> _The exercise_
Please return the full listing below without altering anything.

== Task input ==

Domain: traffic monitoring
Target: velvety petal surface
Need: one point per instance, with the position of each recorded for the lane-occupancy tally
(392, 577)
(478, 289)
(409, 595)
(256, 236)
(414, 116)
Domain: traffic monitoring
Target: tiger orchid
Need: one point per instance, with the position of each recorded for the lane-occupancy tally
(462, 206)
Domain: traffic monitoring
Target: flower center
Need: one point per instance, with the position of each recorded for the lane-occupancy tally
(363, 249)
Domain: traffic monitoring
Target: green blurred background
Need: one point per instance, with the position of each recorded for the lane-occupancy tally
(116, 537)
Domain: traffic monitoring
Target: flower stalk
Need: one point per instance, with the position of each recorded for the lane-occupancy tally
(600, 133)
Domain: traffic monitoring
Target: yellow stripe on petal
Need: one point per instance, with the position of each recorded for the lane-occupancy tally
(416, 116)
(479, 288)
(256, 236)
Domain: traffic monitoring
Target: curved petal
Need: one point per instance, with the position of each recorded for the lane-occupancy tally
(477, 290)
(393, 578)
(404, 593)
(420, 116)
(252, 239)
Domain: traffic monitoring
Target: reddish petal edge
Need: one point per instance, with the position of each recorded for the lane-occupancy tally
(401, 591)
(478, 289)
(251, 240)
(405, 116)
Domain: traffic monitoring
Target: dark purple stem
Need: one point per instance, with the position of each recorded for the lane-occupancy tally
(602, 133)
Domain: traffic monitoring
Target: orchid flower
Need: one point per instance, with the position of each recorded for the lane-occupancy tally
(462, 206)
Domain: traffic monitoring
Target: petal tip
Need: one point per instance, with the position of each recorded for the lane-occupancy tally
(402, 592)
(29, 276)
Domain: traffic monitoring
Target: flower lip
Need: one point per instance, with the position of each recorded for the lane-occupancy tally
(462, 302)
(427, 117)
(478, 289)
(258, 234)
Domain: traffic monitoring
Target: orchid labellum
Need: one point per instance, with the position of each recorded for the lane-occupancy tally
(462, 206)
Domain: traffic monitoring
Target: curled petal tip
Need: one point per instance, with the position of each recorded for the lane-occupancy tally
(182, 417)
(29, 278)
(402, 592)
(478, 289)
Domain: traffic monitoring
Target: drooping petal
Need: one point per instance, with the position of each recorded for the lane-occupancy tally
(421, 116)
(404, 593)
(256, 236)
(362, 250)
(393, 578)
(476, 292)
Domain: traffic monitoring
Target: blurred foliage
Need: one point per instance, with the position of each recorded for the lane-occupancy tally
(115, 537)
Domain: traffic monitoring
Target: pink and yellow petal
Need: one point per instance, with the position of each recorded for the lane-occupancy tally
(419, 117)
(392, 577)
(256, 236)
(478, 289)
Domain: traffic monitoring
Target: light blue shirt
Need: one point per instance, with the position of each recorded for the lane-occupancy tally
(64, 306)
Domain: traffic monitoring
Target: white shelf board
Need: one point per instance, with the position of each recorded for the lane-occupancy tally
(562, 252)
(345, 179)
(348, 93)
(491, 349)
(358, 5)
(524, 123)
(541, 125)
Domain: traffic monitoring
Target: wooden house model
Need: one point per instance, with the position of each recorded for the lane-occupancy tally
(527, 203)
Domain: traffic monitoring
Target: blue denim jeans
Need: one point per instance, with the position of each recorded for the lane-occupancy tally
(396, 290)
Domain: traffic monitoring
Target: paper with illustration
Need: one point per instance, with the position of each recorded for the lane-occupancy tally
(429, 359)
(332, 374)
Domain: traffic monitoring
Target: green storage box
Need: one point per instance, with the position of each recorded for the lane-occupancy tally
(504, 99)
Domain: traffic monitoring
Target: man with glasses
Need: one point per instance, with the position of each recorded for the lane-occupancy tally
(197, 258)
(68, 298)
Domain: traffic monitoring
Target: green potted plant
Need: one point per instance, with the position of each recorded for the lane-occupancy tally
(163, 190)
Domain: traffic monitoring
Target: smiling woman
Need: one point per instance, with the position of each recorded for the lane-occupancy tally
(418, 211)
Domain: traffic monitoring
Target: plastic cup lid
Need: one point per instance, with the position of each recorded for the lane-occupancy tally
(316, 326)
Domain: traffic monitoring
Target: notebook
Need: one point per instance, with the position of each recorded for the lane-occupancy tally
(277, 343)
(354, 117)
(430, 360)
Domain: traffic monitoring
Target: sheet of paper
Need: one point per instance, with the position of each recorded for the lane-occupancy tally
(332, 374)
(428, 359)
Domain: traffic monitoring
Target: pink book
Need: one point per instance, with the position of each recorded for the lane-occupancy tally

===

> _Answer for the task_
Domain: traffic monitoring
Target: velvety petal surface
Need: one point per instance, with the position of each recorded for the lane-occupancy tally
(392, 577)
(478, 289)
(409, 595)
(256, 236)
(414, 116)
Domain: traffic monitoring
Target: tiger orchid
Need: one point per instance, with the position of each recorded for the lane-occupancy tally
(462, 206)
Domain: traffic monitoring
Target: flower center
Need: one point per instance, with the position of each recorded for the lane-occupancy tally
(363, 249)
Domain: traffic monitoring
Target: green blurred background
Need: one point per instance, with the position of each recorded for the lane-occupancy tally
(116, 537)
Domain: traffic monitoring
Target: flower stalk
Need: one point per instance, with the position of each recorded for the lane-occupancy tally
(600, 133)
Domain: traffic monitoring
Target: yellow stripe on petal
Need: one point per instance, with the position of each recorded for the lane-occupancy tally
(416, 116)
(479, 288)
(256, 236)
Domain: traffic monitoring
Target: curved petal
Need: one point per instance, with the position of each recorded for the lane-occupancy tally
(477, 290)
(393, 578)
(404, 593)
(420, 116)
(252, 239)
Domain: traffic monitoring
Target: reddish petal edge
Need: one point per instance, with the position of each recorded for the lane-occupancy tally
(401, 591)
(478, 289)
(251, 240)
(405, 116)
Domain: traffic monitoring
Target: dark purple stem
Need: one point per instance, with the position of each recorded for the lane-occupancy tally
(602, 133)
Domain: traffic monitoring
Target: orchid flower
Need: one point per instance, with the position of each recorded for the lane-occupancy tally
(462, 206)
Domain: traffic monitoring
Target: petal tip
Need: one point per instance, with the position of each recorded for the lane-occupancy tally
(402, 592)
(29, 276)
Domain: traffic monitoring
Target: flower lip
Need: one point per instance, with the position of each recorded for the lane-occupancy tally
(462, 302)
(427, 117)
(478, 289)
(258, 234)
Domain: traffic monitoring
Target: orchid labellum
Need: one point per instance, with the position of each recorded for the lane-occupancy tally
(462, 206)
Domain: traffic monitoring
Target: curled petal tip
Need: one point per instance, with the position of each recorded for the lane-occupancy tally
(182, 417)
(29, 278)
(402, 592)
(478, 289)
Domain: traffic monitoring
Target: drooping petal
Need: one point per instance, with the position of each recorded for the lane-occupancy tally
(421, 116)
(404, 593)
(256, 236)
(362, 250)
(393, 578)
(476, 292)
Domain: traffic monitoring
Target: blurred foliage
Need: one point per instance, with the position of each recorded for the lane-occupancy tally
(115, 537)
Domain: traffic monitoring
Target: pink and yellow petal
Need: one point per instance, with the position of each recorded for the lane-occupancy tally
(419, 117)
(392, 577)
(256, 236)
(478, 289)
Domain: traffic monitoring
Target: light blue shirt
Need: one point per instance, with the position of each recorded for the lane-occupancy tally
(64, 306)
Domain: traffic monitoring
Target: white shelf board
Need: one point per instance, with the position of each recorded for the lane-occupancy tally
(562, 252)
(345, 179)
(348, 93)
(491, 349)
(358, 5)
(524, 123)
(541, 125)
Domain: traffic monitoring
Target: wooden house model
Need: one point per instance, with the position of each recorded for the lane-occupancy tally
(527, 203)
Domain: traffic monitoring
Target: blue denim jeans
Need: one point per instance, with the position of each recorded for the lane-occupancy tally
(396, 290)
Domain: traffic monitoring
Target: paper with illustration
Need: one point per instance, with the position of each recorded for the lane-occupancy tally
(429, 359)
(332, 374)
Domain: traffic monitoring
Target: green storage box
Need: one point per instance, with the position of each recorded for the lane-occupancy tally
(504, 99)
Domain: traffic monitoring
Target: man with glasses
Need: one point per instance, with the position of each recorded for the lane-occupancy tally
(197, 258)
(68, 298)
Domain: traffic monitoring
Target: green potted plant
Need: one point per instance, with the position of each recorded for the lane-occupancy tally
(163, 190)
Domain: traffic monitoring
Target: smiling woman
Need: one point per instance, with the position of each recorded for the lane-occupancy tally
(418, 211)
Domain: traffic monitoring
Target: plastic cup lid
Need: one point per instance, with the position of each recorded for the lane-occupancy tally
(316, 326)
Domain: traffic monitoring
Target: notebook
Need: one point per instance, with the position of each recorded for the lane-occupancy tally
(277, 343)
(354, 117)
(430, 360)
Domain: traffic monitoring
Target: sheet of paper
Need: one point per instance, with the position of each recorded for the lane-occupancy tally
(332, 374)
(428, 359)
Domain: traffic monitoring
Target: pink book
Need: one point per instance, with the position of each recorded for the lane-occupancy tally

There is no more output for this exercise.